ページ抜粋:
§ §
日本が帝国として歩み始めた明治時代。日清戦争の勝利によって手に入れた未知の島、台湾を調査した三人の冒険科学者の生涯を描く。

本書で紹介されるのは、台湾で人類学、植物学の研究に従事した、伊能嘉矩、田代安定、森丑之助の三人。蕃人たちの住む未開のジャングルに科学調査が入り文明の光が未開の闇を晴らした、というと現代人には傲慢なことのように思われる。しかし、植民地に組み込んだ新領土を科学的に調査し、それに基づいて近代化に乗り出すのは帝国主義時代のごく当たり前のこと。ましてや植民地を収奪の対象としてではなく、開化し本土に組み込んでいくべきものとして捉えていた明治日本にとって、新領土の調査研究は統治していく上で必要不可欠なものだったのである。
§ §
提供データ:
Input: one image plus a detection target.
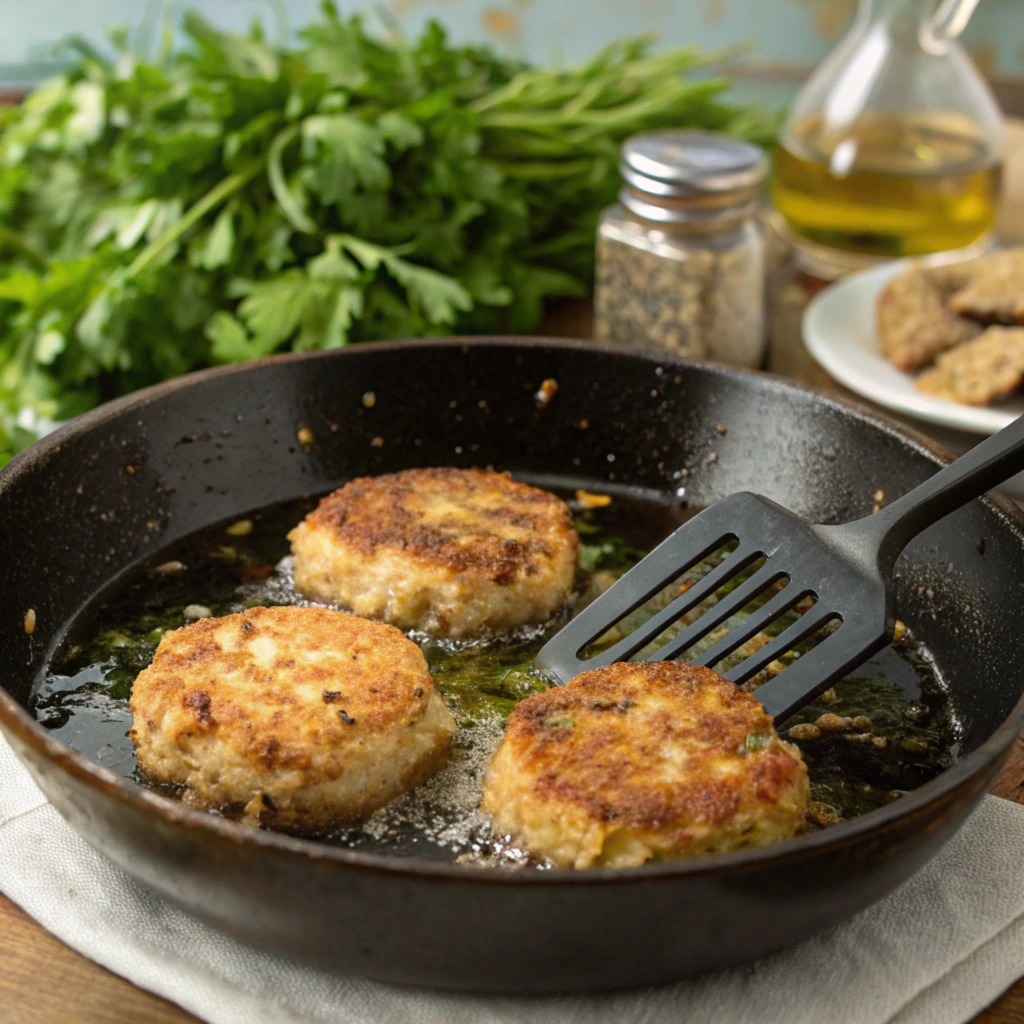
§ §
挑戦課題 1:
台湾調査についての抜粋を読み、次の問いに答えなさい。
(a) 三人は台湾でどの分野の研究に従事したか。
(b) 台湾は何によって手に入れた島とされているか。
(c) 明治日本は植民地をどのようなものとして捉えていたか。
挑戦課題 2:
抜粋によれば、明治日本にとって新領土の調査研究が統治上必要不可欠だったのはなぜか。一～三文で説明しなさい。
挑戦課題 3:
抜粋の中から、「本書で紹介されるのは、台湾で」から「不可欠なものだったのである。」までを、両端の語句も含めてそのまま書き写しなさい。
データはこの抜粋の内容とは関係がありません。

記述解答 1:
(a) 人類学と植物学
(b) 日清戦争の勝利
(c) 収奪の対象ではなく、開化し本土に組み込んでいくべきもの

記述解答 2:
明治日本は植民地を収奪の対象とは見ず、開化して本土に組み込んでいくべきものと捉えていた。そのため、新領土を統治していくには調査研究が欠かせなかった。

記述解答 3:
本書で紹介されるのは、台湾で人類学、植物学の研究に従事した、伊能嘉矩、田代安定、森丑之助の三人。蕃人たちの住む未開のジャングルに科学調査が入り文明の光が未開の闇を晴らした、というと現代人には傲慢なことのように思われる。しかし、植民地に組み込んだ新領土を科学的に調査し、それに基づいて近代化に乗り出すのは帝国主義時代のごく当たり前のこと。ましてや植民地を収奪の対象としてではなく、開化し本土に組み込んでいくべきものとして捉えていた明治日本にとって、新領土の調査研究は統治していく上で必要不可欠なものだったのである。